**Directions for this task:**
Give back the data below exactly, with every line kept the same.

Records excerpted from a collection
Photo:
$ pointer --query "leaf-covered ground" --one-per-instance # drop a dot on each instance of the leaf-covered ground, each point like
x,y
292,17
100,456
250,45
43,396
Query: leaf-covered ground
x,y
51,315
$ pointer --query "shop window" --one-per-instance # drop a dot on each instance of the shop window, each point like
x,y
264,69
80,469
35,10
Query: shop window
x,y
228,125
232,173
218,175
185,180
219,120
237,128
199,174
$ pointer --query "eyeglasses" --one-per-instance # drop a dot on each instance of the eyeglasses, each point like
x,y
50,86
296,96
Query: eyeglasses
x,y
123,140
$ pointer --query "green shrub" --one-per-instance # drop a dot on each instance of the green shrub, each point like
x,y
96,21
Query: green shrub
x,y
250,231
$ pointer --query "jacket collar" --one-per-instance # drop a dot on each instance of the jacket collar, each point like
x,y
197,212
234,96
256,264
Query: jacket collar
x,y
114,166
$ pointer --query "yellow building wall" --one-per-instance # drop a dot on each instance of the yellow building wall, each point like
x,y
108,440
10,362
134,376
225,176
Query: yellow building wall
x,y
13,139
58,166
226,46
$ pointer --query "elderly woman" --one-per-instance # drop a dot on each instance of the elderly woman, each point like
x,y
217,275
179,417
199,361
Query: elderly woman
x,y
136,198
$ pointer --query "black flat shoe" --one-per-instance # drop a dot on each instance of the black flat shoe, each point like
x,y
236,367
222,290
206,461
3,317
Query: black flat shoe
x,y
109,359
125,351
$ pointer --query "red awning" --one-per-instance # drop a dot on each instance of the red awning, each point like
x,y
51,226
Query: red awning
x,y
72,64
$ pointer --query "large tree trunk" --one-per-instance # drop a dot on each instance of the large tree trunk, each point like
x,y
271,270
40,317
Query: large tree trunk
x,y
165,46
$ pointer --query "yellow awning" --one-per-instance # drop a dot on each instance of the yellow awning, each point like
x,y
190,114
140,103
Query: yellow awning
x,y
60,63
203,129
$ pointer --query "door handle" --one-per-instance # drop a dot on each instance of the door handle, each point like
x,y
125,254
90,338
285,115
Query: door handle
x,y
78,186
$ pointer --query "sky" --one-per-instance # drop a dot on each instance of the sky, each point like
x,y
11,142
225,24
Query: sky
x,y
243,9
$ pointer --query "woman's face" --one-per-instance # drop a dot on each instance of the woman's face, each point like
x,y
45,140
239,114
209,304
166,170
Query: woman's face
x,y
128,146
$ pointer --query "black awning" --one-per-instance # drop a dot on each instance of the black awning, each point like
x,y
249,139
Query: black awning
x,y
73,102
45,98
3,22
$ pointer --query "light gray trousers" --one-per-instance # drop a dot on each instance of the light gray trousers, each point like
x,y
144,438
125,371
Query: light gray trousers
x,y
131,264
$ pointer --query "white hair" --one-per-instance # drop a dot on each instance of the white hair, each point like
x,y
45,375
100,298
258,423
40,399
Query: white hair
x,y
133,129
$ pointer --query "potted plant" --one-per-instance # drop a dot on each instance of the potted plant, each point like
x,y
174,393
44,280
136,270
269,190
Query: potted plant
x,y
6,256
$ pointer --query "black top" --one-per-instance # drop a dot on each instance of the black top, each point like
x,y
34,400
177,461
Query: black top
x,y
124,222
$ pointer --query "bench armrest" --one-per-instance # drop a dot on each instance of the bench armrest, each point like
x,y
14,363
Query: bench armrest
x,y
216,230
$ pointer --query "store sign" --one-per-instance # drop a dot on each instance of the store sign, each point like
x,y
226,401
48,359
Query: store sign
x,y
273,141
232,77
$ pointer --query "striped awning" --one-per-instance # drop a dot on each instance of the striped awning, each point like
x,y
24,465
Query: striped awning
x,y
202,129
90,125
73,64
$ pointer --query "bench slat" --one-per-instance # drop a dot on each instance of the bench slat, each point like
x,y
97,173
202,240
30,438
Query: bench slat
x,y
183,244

**Written answer:**
Photo:
$ pointer --query "leaf-covered ground" --one-per-instance # drop a dot on each instance of the leaf-covered ground, each point like
x,y
292,17
100,456
250,45
43,396
Query: leaf-covered ground
x,y
51,315
$ pointer --query "shop window" --one-per-instance # drop a dot on each instance of the shop window, each point like
x,y
264,69
80,469
35,10
Query: shop window
x,y
228,125
232,173
218,175
185,180
219,120
237,128
199,174
$ pointer --query "eyeglasses" --one-per-instance # drop a dot on each instance of the eyeglasses, each point like
x,y
50,86
296,96
Query: eyeglasses
x,y
123,140
$ pointer --query "green shrub" --one-per-instance # drop a dot on each instance of the green shrub, each point like
x,y
96,21
Query: green shrub
x,y
250,231
$ pointer --query "jacket collar" --one-per-instance # drop a dot on each instance of the jacket collar, each point like
x,y
197,212
234,96
256,264
Query: jacket collar
x,y
114,166
$ pointer --query "yellow building wall" --one-per-instance # drop a dot on each instance of the yellow building wall, each point like
x,y
108,440
10,362
134,376
225,176
Query: yellow building wall
x,y
13,139
58,166
226,46
$ pointer --query "elderly woman" --one-per-instance # drop a dot on each instance of the elderly woman, each point like
x,y
217,275
179,417
199,361
Query: elderly woman
x,y
136,198
$ pointer --query "black flat shoe" --one-per-instance # drop a dot on each instance of the black flat shoe, each point like
x,y
236,367
222,290
206,461
3,317
Query: black flat shoe
x,y
109,359
125,351
$ pointer --query "red awning" --one-per-instance # drop a dot on each instance of the red awning, each point like
x,y
51,226
Query: red awning
x,y
72,64
$ pointer --query "large tree trunk" --one-per-instance # drop a dot on each instance of the large tree trunk, each point like
x,y
271,270
40,317
Query: large tree trunk
x,y
165,46
$ pointer --query "yellow awning" --one-per-instance # drop a dot on each instance of the yellow awning, each point like
x,y
190,114
140,103
Query: yellow awning
x,y
60,63
203,129
$ pointer --query "door handle" --one-per-instance # drop a dot on each instance of the door handle, each point like
x,y
125,254
90,338
285,115
Query: door handle
x,y
78,186
$ pointer --query "sky" --one-per-instance # drop a dot on each instance of the sky, each point like
x,y
11,142
225,24
Query: sky
x,y
243,9
$ pointer --query "woman's face" --one-per-instance # drop a dot on each instance of the woman's face, each point like
x,y
45,140
239,114
209,304
166,170
Query: woman's face
x,y
128,146
$ pointer --query "black awning" --one-per-instance # drop a dot on each instance of the black awning, each point like
x,y
249,139
Query: black awning
x,y
73,102
45,98
3,22
$ pointer --query "light gray trousers" --one-per-instance # drop a dot on each instance of the light gray trousers, each point like
x,y
144,438
125,371
Query: light gray trousers
x,y
131,264
$ pointer --query "white hair" --one-per-instance # drop a dot on each instance of the white hair, each point like
x,y
45,375
100,298
258,423
40,399
Query: white hair
x,y
133,129
$ pointer --query "potted plant" --one-per-instance # drop a dot on each instance of the potted plant, each point like
x,y
174,393
44,280
136,270
269,190
Query: potted plant
x,y
6,256
$ pointer --query "black top" --one-per-instance # drop a dot on each instance of the black top, each point like
x,y
34,400
177,461
Query: black top
x,y
124,222
$ pointer --query "bench armrest" --one-per-instance # drop a dot on each instance of the bench armrest, each point like
x,y
14,363
Query: bench armrest
x,y
216,230
$ pointer --query "store sign" --one-per-instance # drop a dot on each instance of the store sign, each point like
x,y
226,401
48,359
Query: store sign
x,y
273,141
232,77
$ pointer --query "striped awning" --one-per-instance # drop a dot on each instance of the striped awning, each point like
x,y
24,465
Query: striped awning
x,y
202,129
90,125
73,64
$ pointer --query "bench slat" --one-per-instance # drop a dot on each instance of the bench slat, each point like
x,y
97,173
202,240
30,438
Query: bench slat
x,y
183,244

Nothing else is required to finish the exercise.